WHAT NEEDS TO BE DONE:
Using the entries that follow, report the number of lines that include the string "lawn", without any other text.

Referring expression data:
□ □ □

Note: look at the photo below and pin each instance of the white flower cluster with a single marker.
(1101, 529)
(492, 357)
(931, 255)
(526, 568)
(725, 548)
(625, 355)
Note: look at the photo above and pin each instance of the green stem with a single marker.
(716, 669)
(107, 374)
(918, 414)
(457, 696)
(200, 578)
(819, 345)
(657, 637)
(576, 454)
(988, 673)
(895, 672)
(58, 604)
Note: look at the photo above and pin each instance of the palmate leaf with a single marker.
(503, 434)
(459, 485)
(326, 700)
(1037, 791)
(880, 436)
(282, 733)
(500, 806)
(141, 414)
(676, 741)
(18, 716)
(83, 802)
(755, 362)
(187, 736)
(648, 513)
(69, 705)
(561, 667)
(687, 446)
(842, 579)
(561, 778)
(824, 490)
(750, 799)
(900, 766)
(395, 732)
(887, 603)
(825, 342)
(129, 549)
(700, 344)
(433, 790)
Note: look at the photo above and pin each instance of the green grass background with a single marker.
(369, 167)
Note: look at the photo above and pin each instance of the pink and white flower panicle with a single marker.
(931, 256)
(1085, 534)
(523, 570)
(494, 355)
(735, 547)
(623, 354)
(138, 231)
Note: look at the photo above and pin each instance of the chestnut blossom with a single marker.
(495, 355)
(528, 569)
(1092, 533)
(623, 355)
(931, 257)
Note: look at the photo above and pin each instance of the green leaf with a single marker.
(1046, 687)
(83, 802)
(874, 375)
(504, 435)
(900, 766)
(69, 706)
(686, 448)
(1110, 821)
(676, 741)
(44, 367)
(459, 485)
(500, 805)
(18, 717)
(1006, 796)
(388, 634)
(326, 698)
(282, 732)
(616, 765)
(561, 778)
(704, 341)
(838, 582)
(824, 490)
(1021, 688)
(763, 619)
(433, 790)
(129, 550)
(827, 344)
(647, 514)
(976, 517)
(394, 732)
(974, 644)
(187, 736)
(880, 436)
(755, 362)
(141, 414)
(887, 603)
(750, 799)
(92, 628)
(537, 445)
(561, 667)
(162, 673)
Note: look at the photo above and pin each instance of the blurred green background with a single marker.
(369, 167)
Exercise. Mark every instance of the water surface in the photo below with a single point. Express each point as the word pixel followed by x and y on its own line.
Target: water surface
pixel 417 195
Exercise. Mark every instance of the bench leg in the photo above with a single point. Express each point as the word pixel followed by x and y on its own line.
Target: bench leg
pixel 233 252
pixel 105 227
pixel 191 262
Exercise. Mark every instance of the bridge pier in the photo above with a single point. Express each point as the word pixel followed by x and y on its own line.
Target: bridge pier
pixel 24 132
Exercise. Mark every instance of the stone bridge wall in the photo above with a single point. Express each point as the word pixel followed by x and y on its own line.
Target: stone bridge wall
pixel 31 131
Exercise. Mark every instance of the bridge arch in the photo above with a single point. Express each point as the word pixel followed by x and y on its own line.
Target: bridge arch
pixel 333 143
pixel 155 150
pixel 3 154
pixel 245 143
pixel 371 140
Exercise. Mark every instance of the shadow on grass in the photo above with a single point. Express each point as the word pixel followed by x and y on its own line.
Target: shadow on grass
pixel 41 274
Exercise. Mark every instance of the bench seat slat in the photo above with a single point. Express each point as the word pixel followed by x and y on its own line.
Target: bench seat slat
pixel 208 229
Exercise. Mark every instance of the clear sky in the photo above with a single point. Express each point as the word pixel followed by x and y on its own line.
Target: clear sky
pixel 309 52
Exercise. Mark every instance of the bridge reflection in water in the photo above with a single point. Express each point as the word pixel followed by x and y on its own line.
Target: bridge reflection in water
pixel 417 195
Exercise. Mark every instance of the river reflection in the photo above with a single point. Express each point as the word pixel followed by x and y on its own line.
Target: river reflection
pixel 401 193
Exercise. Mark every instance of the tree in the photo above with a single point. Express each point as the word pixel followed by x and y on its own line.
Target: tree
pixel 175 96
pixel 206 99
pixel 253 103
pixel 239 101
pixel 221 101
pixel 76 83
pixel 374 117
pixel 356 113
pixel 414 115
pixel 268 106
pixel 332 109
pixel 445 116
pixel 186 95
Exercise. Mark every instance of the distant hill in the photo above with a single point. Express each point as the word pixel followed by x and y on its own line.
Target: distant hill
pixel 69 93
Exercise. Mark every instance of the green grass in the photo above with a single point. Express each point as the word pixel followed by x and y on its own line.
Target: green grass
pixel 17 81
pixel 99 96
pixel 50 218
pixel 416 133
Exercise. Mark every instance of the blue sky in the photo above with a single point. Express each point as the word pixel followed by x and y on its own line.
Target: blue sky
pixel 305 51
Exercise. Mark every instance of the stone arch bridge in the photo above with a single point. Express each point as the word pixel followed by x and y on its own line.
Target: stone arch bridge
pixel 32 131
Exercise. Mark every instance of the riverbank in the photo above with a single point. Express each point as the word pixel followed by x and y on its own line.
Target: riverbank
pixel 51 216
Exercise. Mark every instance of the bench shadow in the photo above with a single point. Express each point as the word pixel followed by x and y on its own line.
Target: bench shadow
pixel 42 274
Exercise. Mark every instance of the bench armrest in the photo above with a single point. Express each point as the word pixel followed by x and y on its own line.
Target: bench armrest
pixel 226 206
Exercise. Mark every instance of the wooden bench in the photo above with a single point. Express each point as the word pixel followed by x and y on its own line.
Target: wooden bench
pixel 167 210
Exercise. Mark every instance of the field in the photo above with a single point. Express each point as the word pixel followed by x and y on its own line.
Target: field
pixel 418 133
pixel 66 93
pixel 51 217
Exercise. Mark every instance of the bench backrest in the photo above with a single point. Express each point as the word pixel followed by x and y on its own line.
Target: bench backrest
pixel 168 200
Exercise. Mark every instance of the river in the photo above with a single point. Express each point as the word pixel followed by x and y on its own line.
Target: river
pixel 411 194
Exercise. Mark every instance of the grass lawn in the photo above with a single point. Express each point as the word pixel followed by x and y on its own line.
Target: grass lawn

□ □ □

REPLY:
2